Equity in Loss of Summo Minerals Corporation. The Company accounts for
this investment under the equity method and includes its share of Summo's income
or loss in its results of operations. The equity in the net loss of Summo was
$526,000 in 1997, $457,000 in 1996 and $257,000 in 1995. Increased losses are
due to general and administrative expenses associated with the expansion of
Summo's Denver office beginning in 1996. The Company's ownership in Summo was
37% in 1997, 49% in 1996 and 51% in 1995.
Non-Operating Income and Expense. Net interest and other non-operating
expense decreased $1.9 million to $99,000 in 1997 due to the reduction of the
Company's debt with the proceeds of the sale of common stock in the first
quarter of 1997. Net interest and other non-operating expense increased $1.1
million to $2.0 million in 1996 compared to $896,000 in 1995 because of
additional interest expense associated with higher debt levels resulting from
increased exploration, development and property acquisition activity. Net
interest and other non-operating expense increased $371,000 to $896,000 in 1995
because of the interest expense associated with higher debt levels and the
Company's increased Panterra ownership.
Income Taxes. Income tax expense was $12.3 million in 1997 and $5.3
million in 1996, resulting in effective tax rates of 35% and 34%, respectively.
This expense reflects higher net income from continuing operations before income
taxes for each year compared to the previous year, offset partially by the
utilization of Section 29 tax credits. Income taxes provided a net tax benefit
of $723,000 for 1995 with the utilization of capital loss carryovers and Section
29 tax credits. State tax expense was $1.6 million in 1997, $700,000 in 1996 and
$396,000 in 1995. 1997 and 1996 Louisiana taxes increased significantly as a
result of higher Louisiana net income, primarily from royalty income in both
1997 and 1996, and working interest income from South Horseshoe Bayou and the
Henry Production Company acquisition during 1997.
-29-
Net Income. Net income for 1997 increased $12.8 million or 124% to
$23.1 million compared to $10.3 million in 1996. A 47% increase in gas volumes
and modest increases in oil and gas prices resulted in a $19.0 million increase
in oil and gas production revenues. A $9.7 million gain on the sale of the
Company's Russian joint venture, a $4.2 million gain on the sale of the
Company's south Texas properties and a $700,000 lease bonus received for
exploration on the Company's fee lands contributed to total operating revenues
of $91.0 million. These revenues were partially offset by the higher production
expenses and DD&A associated with increased production volumes, a $4.8 million
increase in impairment of proved properties and a $325,000 loss from equity
investees. The Company also realized a $488,000 gain from the sale of
discontinued real estate in 1997, compared to a gain of $159,000 in 1996.
Net income for 1996 increased $8.6 million or 492% to $10.3 million
compared to $1.7 million in 1995 with higher production volumes and prices
resulting in a $20.2 million increase in oil and gas production revenues. This
was partially offset by the associated higher production expenses and DD&A, a
$3.1 million increase in exploration expense and a $2.3 million increase in
general and administrative expenses. The Company also realized a $2.3 million
gain on sale of producing properties in 1996 compared to $1.3 million in 1995
and recorded $1.7 million in net income from its Russian joint venture in 1996
compared to a loss of $322,000 in 1995.

Stored data:
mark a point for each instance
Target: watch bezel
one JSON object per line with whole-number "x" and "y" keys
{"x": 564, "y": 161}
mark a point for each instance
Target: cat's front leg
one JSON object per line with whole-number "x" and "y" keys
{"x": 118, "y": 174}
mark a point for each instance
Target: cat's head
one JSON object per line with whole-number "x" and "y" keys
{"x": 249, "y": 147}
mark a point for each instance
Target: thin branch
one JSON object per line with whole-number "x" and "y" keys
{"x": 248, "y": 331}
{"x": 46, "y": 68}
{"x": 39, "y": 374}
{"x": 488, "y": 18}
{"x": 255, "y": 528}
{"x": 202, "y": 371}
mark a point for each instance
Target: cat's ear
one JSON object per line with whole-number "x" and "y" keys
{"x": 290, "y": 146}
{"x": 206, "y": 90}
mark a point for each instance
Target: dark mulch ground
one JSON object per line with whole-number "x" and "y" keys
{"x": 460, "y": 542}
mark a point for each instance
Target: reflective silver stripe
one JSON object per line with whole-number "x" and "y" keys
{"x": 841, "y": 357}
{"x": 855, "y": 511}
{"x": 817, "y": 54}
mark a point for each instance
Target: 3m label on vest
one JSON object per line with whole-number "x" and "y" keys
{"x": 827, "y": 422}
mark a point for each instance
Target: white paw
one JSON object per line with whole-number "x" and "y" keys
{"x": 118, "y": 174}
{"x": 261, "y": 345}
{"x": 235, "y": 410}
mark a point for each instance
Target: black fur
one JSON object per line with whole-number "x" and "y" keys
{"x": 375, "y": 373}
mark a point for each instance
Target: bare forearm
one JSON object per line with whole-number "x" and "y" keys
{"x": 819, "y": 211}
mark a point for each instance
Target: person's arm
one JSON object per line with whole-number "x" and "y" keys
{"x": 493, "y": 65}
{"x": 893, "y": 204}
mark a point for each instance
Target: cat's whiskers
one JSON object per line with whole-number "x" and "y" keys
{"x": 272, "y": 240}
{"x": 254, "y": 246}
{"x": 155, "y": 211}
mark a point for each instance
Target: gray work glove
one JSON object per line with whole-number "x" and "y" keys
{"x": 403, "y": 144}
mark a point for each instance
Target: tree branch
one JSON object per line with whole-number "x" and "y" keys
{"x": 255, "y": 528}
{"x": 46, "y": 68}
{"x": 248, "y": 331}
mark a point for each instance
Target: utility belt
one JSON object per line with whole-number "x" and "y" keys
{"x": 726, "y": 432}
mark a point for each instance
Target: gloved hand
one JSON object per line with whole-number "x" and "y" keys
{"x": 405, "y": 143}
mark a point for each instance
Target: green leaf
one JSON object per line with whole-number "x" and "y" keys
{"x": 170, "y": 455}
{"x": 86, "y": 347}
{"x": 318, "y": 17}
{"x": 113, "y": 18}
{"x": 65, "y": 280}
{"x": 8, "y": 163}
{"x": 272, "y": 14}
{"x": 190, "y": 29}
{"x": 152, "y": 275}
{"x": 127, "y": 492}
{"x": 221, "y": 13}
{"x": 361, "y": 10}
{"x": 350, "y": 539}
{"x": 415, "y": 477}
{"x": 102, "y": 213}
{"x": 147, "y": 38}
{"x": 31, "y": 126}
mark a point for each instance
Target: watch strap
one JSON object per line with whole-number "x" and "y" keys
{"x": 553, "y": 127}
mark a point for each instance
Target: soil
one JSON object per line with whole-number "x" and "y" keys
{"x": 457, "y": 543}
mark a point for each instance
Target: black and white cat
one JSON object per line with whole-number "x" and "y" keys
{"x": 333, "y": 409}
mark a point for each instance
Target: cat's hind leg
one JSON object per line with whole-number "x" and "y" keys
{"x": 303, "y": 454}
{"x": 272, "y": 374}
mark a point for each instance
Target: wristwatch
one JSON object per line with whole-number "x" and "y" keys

Work to complete:
a) Set down, word for word, the stretch of the financial discussion from "This expense reflects" through "acquisition during 1997.".
b) Turn the paragraph of the financial discussion that begins "Income Taxes." into a short bulleted list that keeps its main facts.
The material above stands apart from the financial discussion.

Task answers:
a)
This expense reflects higher net income from continuing operations before income
taxes for each year compared to the previous year, offset partially by the
utilization of Section 29 tax credits. Income taxes provided a net tax benefit
of $723,000 for 1995 with the utilization of capital loss carryovers and Section
29 tax credits. State tax expense was $1.6 million in 1997, $700,000 in 1996 and
$396,000 in 1995. 1997 and 1996 Louisiana taxes increased significantly as a
result of higher Louisiana net income, primarily from royalty income in both
1997 and 1996, and working interest income from South Horseshoe Bayou and the
Henry Production Company acquisition during 1997.

b)
- Income tax expense was $12.3 million in 1997 and $5.3 million in 1996, for effective tax rates of 35% and 34%.
- This expense reflects higher net income from continuing operations before income taxes than in the previous year, partly offset by the use of Section 29 tax credits.
- 1995 had a net tax benefit of $723,000, from the use of capital loss carryovers and Section 29 tax credits.
- State tax expense was $1.6 million in 1997, $700,000 in 1996 and $396,000 in 1995.
- Louisiana taxes rose sharply in 1997 and 1996 because of higher Louisiana net income. This came mainly from royalty income in both years, plus working interest income in 1997 from South Horseshoe Bayou and the Henry Production Company acquisition.